## Begin
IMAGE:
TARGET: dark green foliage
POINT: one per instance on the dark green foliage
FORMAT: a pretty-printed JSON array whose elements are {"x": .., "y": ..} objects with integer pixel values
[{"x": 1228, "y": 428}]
## End
## Begin
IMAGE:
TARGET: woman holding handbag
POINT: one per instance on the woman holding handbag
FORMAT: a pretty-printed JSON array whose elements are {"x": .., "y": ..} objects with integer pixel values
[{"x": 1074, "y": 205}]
## End
> _Short task_
From the records above, keep only the lines that contain the string "POINT". Uppercase and lowercase must match.

> _Answer for the task_
POINT: one per instance on the dark green foliage
POINT: one per instance on the woman holding handbag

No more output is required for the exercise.